** Directive **
Please repeat the records word for word, from their first line through the line containing "[(103, 38)]", with both ends included.

"""

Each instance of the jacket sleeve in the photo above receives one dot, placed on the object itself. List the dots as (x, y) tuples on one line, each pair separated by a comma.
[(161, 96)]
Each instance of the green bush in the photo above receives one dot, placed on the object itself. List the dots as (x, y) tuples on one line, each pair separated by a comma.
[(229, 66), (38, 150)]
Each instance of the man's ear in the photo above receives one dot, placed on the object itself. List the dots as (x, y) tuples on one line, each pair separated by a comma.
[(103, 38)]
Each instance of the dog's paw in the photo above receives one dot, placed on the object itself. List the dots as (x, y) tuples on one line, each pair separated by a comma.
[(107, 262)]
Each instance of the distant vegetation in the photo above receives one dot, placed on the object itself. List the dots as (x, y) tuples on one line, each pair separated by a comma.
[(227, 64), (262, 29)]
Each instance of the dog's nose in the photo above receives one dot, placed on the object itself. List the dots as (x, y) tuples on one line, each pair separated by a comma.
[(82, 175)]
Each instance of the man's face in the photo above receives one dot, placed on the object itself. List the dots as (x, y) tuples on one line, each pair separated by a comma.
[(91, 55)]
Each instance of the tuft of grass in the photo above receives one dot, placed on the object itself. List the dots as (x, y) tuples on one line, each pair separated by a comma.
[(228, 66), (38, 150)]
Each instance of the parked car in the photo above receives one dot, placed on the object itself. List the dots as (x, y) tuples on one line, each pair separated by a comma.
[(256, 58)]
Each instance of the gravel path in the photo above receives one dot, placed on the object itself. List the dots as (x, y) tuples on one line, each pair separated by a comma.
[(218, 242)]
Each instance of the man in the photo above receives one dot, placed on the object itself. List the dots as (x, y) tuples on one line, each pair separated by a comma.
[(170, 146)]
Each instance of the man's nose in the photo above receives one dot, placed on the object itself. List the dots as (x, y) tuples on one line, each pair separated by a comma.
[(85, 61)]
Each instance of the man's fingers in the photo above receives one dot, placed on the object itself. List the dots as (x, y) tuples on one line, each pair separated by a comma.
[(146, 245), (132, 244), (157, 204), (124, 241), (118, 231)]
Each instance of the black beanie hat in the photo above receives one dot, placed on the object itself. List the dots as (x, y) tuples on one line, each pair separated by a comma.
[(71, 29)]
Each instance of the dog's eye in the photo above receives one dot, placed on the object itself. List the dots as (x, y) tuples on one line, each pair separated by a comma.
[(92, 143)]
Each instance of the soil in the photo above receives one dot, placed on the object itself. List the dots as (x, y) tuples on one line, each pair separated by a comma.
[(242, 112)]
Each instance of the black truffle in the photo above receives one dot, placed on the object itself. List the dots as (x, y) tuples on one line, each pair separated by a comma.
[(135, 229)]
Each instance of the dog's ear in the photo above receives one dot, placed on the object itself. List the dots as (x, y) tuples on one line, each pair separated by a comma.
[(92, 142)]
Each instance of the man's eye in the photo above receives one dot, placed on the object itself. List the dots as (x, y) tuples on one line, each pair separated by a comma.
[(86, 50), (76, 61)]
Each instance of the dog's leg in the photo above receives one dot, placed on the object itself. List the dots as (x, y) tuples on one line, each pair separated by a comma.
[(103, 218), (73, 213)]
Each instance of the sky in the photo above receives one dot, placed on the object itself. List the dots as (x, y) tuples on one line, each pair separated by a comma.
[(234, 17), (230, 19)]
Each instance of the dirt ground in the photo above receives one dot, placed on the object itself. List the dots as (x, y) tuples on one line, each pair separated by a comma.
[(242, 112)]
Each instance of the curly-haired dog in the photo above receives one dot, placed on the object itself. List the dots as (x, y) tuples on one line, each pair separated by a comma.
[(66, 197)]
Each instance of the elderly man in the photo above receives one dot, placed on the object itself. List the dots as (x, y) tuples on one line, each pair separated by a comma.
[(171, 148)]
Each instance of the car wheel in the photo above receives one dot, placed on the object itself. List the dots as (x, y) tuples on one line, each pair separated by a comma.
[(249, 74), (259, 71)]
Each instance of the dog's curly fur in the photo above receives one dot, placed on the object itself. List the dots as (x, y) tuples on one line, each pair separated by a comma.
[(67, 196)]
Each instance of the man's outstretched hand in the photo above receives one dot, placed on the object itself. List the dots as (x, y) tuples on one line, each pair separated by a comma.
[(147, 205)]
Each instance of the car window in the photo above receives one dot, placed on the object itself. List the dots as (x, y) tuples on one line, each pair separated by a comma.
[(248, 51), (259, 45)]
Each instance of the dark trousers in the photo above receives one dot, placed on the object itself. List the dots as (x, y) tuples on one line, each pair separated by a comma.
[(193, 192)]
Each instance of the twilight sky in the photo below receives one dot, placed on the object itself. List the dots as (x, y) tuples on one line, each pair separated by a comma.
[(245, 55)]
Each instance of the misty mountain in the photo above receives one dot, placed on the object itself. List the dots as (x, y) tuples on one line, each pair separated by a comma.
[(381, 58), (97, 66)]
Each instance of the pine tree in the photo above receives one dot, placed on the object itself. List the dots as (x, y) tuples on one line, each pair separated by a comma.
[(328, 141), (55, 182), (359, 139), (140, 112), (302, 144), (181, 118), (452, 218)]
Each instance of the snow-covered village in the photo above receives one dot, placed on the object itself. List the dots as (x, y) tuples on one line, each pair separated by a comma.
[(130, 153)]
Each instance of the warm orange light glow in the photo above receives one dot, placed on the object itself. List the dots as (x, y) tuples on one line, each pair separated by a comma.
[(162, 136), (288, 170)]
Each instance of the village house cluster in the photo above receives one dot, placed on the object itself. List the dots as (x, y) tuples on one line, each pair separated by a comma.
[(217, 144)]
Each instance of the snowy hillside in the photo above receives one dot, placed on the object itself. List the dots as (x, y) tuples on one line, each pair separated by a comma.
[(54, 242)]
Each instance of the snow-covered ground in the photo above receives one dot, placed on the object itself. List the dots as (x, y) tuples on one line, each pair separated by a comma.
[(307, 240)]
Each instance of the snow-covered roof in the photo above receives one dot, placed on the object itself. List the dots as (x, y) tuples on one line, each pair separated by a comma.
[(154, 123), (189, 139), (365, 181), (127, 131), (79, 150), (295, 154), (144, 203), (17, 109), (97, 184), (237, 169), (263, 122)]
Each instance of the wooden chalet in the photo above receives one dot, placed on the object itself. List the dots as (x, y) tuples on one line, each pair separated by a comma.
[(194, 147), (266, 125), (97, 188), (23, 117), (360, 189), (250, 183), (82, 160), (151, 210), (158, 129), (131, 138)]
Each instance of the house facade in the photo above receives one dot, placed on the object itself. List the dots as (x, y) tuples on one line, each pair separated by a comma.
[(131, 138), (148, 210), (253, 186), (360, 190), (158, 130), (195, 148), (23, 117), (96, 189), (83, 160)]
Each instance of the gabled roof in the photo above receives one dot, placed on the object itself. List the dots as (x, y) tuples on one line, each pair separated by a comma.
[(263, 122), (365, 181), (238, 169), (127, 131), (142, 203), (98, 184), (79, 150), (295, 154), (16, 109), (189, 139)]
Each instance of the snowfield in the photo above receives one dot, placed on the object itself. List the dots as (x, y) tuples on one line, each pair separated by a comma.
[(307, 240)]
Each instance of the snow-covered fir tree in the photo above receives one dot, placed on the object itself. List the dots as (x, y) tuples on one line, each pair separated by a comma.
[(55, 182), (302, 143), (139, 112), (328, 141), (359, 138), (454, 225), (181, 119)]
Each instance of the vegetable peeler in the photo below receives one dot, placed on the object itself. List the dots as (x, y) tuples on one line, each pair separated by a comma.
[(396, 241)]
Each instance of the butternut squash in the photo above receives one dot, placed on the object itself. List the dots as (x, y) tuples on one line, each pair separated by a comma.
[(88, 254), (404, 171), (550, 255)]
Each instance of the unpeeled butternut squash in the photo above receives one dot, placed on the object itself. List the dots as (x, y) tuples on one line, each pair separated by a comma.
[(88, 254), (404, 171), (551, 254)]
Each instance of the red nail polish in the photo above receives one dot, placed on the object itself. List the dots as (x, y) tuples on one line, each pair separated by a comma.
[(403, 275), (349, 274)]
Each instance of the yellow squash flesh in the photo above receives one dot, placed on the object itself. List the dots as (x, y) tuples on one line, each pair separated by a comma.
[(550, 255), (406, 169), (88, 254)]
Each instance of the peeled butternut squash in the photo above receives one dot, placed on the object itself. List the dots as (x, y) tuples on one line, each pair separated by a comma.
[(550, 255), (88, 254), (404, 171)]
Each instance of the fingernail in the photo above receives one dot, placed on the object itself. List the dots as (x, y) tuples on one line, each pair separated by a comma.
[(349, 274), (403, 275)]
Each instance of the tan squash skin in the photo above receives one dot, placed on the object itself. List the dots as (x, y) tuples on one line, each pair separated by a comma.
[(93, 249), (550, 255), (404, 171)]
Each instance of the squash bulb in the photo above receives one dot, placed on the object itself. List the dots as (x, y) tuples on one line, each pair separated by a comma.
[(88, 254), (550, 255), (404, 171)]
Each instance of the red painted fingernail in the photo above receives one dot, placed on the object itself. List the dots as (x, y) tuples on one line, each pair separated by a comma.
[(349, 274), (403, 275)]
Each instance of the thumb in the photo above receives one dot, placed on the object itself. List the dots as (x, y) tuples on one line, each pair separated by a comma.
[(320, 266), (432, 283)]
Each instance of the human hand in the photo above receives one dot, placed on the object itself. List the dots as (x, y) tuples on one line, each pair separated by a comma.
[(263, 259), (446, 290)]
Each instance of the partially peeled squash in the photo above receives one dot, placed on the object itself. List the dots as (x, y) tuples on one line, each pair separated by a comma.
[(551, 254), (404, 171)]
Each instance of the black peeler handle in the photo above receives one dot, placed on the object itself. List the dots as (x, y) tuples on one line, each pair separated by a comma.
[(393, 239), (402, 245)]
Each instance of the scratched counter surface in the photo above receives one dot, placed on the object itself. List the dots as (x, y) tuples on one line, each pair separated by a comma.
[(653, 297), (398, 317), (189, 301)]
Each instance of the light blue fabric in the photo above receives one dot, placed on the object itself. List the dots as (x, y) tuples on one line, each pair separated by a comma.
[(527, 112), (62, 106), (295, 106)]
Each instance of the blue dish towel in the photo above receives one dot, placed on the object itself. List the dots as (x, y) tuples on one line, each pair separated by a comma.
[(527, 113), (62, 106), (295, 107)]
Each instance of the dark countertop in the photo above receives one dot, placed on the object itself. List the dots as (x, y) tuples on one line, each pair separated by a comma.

"""

** Exercise output **
Each instance of the jacket sleeve in the photo above receives one dot, placed on the object itself. List the dots as (x, y) tuples on one line, each pair separated by a comma.
[(161, 96)]
Each instance of the green bush in the photo above receives one dot, placed on the object itself. List the dots as (x, y) tuples on one line, each pair separated by a comma.
[(229, 66), (38, 150)]
Each instance of the man's ear in the photo above receives one dot, placed on the object itself. List the dots as (x, y) tuples on one line, each pair separated by a comma.
[(103, 38)]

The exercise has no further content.